* Prompt:
Take the lines below beginning at the line that has "Target: blurred background" and stopping after the line that has "Might you point out the blue sky", and print them exactly as they are, with no other lines.

* Dataset entries:

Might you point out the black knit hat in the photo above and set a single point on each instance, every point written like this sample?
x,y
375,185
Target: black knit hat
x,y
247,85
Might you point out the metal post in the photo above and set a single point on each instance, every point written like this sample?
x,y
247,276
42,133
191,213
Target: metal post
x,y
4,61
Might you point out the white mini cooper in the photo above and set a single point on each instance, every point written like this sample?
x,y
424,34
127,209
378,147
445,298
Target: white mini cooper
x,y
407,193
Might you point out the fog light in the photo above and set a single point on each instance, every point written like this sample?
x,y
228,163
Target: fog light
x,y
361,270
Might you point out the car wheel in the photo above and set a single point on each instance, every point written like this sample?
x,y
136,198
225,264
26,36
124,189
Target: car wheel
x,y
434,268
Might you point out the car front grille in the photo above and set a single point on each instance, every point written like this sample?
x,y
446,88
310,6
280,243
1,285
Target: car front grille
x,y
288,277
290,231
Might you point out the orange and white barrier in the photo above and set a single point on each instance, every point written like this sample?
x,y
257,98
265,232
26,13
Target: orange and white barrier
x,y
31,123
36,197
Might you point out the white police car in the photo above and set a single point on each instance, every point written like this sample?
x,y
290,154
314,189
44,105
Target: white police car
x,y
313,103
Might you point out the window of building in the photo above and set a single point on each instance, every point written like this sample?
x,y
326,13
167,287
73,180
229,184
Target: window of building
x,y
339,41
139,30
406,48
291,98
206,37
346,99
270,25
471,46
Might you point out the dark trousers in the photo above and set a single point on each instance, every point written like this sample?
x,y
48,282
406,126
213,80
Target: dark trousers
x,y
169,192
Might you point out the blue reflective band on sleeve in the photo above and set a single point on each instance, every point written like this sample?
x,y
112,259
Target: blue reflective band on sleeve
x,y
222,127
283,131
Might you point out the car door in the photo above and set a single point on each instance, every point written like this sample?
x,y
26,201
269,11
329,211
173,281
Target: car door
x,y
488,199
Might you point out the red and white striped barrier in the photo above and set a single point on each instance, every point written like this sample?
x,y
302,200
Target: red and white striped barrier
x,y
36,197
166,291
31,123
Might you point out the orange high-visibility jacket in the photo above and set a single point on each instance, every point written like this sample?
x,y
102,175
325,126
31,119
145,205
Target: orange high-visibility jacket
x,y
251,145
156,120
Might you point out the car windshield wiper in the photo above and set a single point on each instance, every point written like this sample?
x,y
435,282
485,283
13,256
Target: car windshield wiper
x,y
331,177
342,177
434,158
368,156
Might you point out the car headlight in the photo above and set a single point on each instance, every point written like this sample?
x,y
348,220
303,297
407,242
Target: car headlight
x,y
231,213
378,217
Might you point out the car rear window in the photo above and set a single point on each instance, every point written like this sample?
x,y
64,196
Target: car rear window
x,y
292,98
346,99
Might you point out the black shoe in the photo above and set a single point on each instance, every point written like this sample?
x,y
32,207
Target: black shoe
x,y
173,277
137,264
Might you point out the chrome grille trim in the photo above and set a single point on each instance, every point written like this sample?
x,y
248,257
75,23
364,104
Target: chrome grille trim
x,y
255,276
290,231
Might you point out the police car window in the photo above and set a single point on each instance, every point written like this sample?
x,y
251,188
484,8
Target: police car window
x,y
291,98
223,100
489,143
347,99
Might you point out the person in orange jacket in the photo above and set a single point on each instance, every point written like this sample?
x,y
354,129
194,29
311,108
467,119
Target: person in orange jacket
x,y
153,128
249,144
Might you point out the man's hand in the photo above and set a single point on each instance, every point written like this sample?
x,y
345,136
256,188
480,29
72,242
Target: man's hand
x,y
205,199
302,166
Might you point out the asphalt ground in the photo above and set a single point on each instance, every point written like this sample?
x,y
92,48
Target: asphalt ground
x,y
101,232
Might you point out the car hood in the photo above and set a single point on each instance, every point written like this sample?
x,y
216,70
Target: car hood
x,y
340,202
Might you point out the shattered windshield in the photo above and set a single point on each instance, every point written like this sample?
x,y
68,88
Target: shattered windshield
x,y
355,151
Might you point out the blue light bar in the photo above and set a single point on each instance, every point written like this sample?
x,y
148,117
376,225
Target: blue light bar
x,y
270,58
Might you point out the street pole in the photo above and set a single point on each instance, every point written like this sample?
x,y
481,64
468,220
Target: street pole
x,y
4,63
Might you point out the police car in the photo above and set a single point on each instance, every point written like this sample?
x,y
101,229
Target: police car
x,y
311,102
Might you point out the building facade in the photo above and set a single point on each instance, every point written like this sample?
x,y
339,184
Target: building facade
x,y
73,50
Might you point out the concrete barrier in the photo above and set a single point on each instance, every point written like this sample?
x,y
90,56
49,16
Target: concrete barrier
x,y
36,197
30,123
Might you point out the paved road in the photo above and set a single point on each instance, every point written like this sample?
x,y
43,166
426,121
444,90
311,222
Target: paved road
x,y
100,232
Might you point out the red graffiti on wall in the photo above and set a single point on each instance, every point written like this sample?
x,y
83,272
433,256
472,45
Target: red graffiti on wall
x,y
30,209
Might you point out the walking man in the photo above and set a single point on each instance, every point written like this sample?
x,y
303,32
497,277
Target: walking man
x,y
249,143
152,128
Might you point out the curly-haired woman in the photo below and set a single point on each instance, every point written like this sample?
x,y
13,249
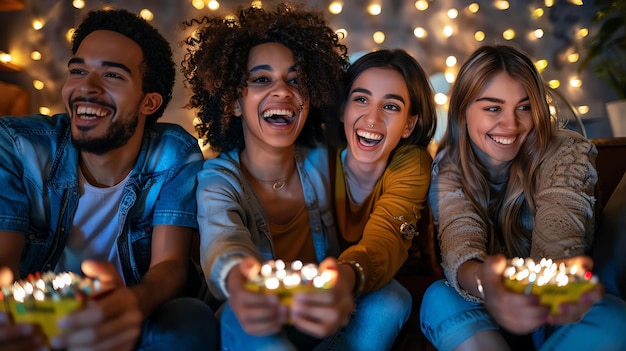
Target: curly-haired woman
x,y
264,81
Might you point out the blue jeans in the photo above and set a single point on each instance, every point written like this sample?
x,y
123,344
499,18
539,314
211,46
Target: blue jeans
x,y
181,324
374,325
447,320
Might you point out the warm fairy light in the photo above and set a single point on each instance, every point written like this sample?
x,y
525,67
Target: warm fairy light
x,y
146,14
379,37
198,4
450,77
335,7
37,84
37,24
575,82
501,5
441,99
573,57
374,9
35,55
342,33
450,61
508,34
69,34
421,5
554,83
541,65
420,32
4,57
213,5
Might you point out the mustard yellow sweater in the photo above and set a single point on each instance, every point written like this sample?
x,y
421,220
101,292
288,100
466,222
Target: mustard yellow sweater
x,y
398,196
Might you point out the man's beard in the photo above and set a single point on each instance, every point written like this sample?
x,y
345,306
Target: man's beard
x,y
117,135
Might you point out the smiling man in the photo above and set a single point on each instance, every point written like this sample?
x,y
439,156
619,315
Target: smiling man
x,y
105,191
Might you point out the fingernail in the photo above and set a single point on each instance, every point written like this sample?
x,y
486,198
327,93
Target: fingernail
x,y
56,343
26,328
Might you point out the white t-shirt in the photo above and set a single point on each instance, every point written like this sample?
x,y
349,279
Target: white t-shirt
x,y
95,227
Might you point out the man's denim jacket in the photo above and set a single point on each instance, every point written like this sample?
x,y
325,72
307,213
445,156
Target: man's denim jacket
x,y
233,223
38,173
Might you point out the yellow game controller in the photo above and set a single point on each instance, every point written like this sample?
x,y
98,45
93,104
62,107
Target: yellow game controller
x,y
44,298
275,277
554,283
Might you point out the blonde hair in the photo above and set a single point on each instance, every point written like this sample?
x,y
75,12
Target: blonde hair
x,y
503,214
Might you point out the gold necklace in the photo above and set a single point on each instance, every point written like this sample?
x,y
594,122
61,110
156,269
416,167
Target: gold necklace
x,y
277,184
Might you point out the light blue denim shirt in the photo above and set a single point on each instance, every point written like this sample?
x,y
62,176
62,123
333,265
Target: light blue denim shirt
x,y
38,170
233,223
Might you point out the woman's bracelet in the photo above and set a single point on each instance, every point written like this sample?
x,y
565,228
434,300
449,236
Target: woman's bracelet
x,y
479,283
359,274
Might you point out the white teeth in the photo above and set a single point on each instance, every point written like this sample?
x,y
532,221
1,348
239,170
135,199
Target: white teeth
x,y
367,135
90,112
503,140
278,112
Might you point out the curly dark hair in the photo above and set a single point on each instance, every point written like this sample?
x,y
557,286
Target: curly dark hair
x,y
215,67
158,67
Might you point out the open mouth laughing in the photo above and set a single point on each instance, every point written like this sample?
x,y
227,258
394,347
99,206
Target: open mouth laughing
x,y
279,116
503,140
368,138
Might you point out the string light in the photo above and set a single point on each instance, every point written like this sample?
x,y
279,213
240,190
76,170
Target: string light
x,y
575,82
420,32
342,33
379,37
213,5
554,83
450,61
566,58
4,57
473,7
374,9
198,4
37,24
421,5
79,4
35,55
146,14
509,34
335,7
37,84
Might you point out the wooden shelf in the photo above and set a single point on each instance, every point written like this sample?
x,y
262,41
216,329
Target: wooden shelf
x,y
9,67
11,5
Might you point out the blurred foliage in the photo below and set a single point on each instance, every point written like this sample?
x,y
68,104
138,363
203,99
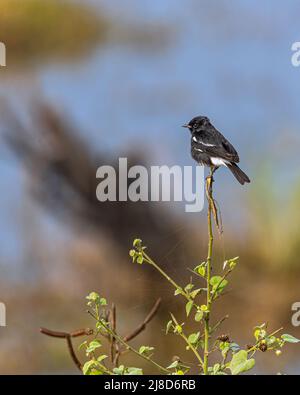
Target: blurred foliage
x,y
33,30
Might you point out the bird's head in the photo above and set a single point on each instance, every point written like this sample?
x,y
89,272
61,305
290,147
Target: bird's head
x,y
196,124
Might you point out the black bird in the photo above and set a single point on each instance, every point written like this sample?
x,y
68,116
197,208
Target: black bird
x,y
210,148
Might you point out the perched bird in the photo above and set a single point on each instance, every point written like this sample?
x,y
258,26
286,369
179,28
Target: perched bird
x,y
210,148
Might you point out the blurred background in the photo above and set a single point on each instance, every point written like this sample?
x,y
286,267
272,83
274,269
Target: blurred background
x,y
87,82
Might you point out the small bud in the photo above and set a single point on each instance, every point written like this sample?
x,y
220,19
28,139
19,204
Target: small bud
x,y
263,347
224,338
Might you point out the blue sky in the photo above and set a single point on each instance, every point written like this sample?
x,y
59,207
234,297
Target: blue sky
x,y
230,60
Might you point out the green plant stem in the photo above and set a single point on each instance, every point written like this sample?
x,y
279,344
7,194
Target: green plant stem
x,y
188,343
164,274
209,182
127,346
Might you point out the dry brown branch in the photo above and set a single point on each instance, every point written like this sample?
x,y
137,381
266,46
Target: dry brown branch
x,y
68,337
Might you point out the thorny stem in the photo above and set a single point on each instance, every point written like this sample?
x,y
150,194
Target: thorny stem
x,y
209,182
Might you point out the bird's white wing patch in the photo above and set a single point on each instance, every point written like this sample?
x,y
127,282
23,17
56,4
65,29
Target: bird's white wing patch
x,y
219,162
208,145
201,142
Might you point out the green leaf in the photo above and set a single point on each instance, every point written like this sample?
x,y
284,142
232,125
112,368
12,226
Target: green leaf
x,y
140,259
200,269
178,291
119,370
145,350
168,327
240,363
173,365
93,297
178,329
103,302
93,346
193,338
216,368
198,316
132,253
134,371
188,307
101,358
194,293
83,345
289,338
189,287
218,284
137,243
87,367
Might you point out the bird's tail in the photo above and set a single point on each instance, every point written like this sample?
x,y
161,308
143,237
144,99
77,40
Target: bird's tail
x,y
238,173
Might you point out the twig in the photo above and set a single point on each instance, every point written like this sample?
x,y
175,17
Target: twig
x,y
210,210
68,337
138,330
190,345
112,318
146,321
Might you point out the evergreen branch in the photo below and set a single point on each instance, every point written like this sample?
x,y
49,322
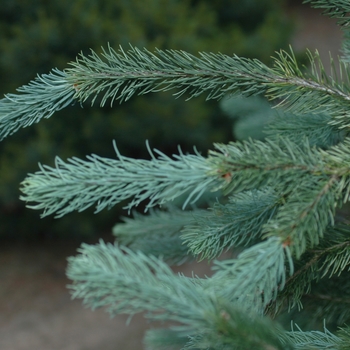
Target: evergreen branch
x,y
237,223
156,234
255,290
254,164
329,299
39,99
316,128
78,184
339,9
130,282
331,257
307,212
120,75
104,275
315,340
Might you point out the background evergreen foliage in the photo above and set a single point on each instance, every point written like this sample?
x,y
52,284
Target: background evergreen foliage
x,y
38,35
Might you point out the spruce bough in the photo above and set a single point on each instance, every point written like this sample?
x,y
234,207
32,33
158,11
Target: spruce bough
x,y
278,201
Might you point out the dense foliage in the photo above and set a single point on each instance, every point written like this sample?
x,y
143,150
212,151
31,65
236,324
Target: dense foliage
x,y
38,35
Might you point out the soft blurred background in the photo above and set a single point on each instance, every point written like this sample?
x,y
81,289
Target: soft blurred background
x,y
35,36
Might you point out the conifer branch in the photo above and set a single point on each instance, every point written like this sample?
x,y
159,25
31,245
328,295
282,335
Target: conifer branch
x,y
316,340
41,98
269,261
78,184
338,9
120,75
235,224
157,234
132,282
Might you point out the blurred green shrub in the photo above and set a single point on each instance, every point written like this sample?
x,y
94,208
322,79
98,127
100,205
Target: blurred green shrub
x,y
36,35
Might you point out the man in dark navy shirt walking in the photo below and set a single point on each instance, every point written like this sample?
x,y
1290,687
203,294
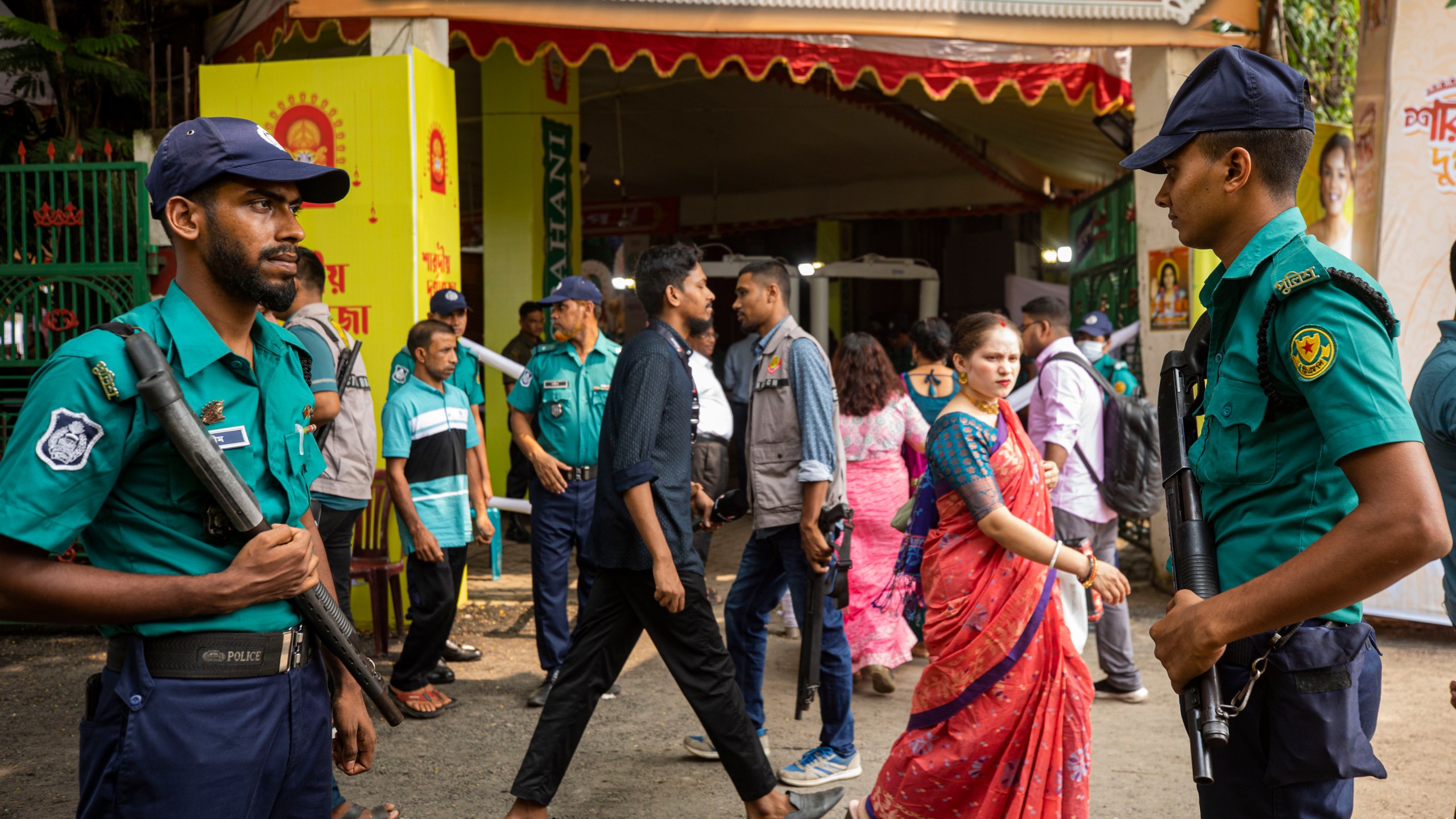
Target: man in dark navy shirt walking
x,y
650,574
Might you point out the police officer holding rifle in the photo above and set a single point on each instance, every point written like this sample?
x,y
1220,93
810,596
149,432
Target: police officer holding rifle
x,y
1309,467
214,698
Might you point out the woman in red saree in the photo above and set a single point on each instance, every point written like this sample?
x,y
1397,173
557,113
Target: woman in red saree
x,y
1001,719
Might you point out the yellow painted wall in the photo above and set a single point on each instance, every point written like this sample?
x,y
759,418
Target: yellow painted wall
x,y
394,239
513,102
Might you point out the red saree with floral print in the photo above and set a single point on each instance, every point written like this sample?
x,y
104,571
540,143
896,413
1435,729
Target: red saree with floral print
x,y
1001,719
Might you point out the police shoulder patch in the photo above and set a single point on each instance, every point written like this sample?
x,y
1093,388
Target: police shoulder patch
x,y
1312,351
68,442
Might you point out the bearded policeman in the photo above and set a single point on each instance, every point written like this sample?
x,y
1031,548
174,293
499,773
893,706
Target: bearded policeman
x,y
564,388
213,698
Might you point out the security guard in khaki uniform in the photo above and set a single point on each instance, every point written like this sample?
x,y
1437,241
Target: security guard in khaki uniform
x,y
213,700
564,390
1314,475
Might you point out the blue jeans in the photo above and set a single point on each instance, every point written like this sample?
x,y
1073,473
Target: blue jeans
x,y
228,748
768,564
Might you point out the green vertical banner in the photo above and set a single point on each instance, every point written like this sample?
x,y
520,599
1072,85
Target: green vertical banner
x,y
557,206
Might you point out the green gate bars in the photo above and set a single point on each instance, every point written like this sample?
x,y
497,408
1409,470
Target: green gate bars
x,y
75,257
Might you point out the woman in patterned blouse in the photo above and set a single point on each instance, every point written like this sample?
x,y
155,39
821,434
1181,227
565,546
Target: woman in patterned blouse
x,y
875,417
1001,723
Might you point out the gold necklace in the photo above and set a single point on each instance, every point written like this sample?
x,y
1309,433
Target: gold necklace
x,y
987,407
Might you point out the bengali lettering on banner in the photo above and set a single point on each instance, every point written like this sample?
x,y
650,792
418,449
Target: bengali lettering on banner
x,y
1404,140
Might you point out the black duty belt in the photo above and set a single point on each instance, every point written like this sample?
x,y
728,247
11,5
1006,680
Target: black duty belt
x,y
1244,651
217,655
580,473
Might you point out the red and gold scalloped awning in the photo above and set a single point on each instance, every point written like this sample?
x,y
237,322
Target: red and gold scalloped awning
x,y
890,61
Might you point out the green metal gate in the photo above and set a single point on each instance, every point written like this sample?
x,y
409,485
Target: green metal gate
x,y
75,255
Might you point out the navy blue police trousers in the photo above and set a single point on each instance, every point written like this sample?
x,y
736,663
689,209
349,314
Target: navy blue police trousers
x,y
219,748
1305,735
560,522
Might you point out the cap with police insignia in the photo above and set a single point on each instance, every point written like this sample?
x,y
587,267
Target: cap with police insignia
x,y
446,302
576,288
200,151
1232,89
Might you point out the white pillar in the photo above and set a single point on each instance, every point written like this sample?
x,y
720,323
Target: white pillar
x,y
398,35
929,297
819,304
1158,73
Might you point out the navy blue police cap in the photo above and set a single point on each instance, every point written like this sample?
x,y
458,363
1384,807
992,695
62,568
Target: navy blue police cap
x,y
1232,89
574,288
446,302
200,151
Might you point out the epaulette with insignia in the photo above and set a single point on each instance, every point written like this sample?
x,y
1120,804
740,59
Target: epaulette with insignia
x,y
1296,279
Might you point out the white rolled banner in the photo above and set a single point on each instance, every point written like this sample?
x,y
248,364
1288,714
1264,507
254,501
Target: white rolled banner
x,y
493,359
519,506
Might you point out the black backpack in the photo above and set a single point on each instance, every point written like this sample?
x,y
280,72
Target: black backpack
x,y
1132,475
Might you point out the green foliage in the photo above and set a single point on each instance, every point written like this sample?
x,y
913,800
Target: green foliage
x,y
1321,38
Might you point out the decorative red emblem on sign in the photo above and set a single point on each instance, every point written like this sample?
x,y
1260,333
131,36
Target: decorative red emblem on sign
x,y
60,321
69,216
311,130
437,161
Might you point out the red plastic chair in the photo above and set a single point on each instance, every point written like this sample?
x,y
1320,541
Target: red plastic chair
x,y
373,566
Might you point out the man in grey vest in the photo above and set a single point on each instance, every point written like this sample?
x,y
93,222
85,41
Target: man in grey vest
x,y
796,470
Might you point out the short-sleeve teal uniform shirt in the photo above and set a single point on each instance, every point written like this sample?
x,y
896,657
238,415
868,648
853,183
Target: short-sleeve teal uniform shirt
x,y
568,397
1270,478
81,464
433,431
466,375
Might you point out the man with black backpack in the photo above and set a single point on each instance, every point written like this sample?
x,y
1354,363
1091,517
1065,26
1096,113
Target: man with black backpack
x,y
1066,416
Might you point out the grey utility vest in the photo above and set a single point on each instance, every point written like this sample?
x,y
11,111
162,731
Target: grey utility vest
x,y
775,445
351,449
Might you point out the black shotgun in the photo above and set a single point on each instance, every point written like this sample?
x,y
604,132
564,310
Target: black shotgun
x,y
159,390
1196,566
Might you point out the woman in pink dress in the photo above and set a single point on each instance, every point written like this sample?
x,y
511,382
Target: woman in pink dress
x,y
1001,719
875,417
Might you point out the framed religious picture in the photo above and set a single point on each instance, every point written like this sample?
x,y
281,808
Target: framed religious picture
x,y
1168,288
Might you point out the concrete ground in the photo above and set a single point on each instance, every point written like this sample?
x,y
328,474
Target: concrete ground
x,y
631,763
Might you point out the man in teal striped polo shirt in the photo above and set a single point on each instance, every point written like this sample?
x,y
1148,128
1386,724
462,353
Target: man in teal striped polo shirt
x,y
428,429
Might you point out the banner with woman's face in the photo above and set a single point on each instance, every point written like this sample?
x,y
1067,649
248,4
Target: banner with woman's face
x,y
1327,187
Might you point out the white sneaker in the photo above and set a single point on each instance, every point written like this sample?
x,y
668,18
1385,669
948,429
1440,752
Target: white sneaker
x,y
700,745
820,767
1107,691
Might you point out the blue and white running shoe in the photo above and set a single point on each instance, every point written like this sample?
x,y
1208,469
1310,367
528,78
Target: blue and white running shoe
x,y
702,748
820,767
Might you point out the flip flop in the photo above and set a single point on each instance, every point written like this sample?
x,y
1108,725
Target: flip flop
x,y
421,696
437,696
378,812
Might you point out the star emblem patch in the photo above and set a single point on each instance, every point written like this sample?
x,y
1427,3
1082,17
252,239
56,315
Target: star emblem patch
x,y
1312,351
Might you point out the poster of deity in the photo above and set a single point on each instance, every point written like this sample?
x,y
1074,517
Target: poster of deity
x,y
1168,270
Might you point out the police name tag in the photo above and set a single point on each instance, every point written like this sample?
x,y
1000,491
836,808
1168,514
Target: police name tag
x,y
232,437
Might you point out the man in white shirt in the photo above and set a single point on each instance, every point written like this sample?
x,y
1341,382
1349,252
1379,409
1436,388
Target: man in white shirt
x,y
1065,421
714,432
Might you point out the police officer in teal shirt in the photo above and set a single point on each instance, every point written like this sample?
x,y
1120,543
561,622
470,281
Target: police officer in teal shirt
x,y
1312,473
1091,334
564,390
213,700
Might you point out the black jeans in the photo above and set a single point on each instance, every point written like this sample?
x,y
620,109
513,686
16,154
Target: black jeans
x,y
337,531
433,592
619,610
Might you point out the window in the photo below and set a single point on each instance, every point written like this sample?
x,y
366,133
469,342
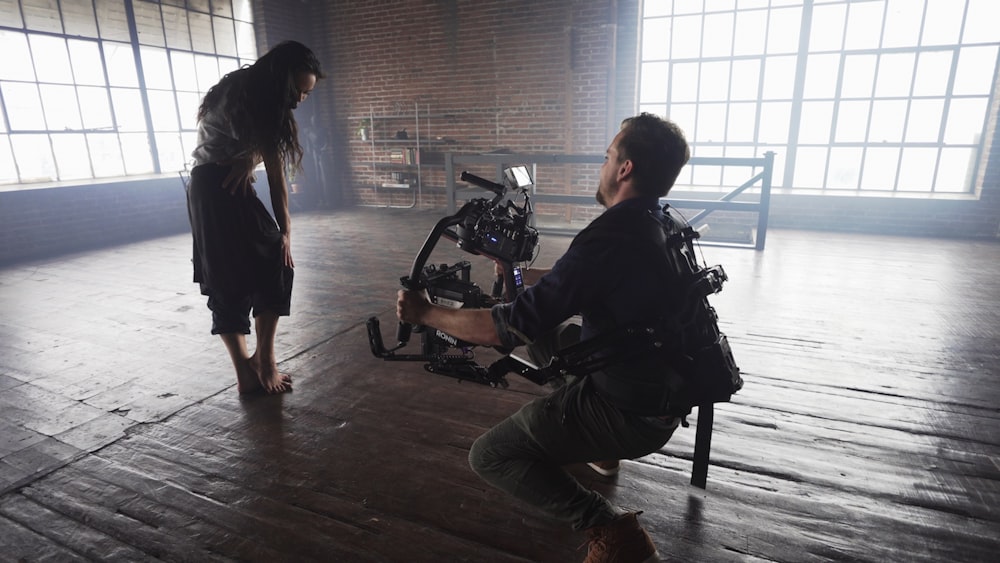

* Solution to this problem:
Target: blurred background
x,y
87,82
Might you point out the small bud in the photo above and set a single point on each instance, every point written like this sample?
x,y
220,19
28,139
19,204
Target: small bud
x,y
263,347
224,338
Might you point out the blue sky in the photo above and set a single point on each instance, every point written like this sample?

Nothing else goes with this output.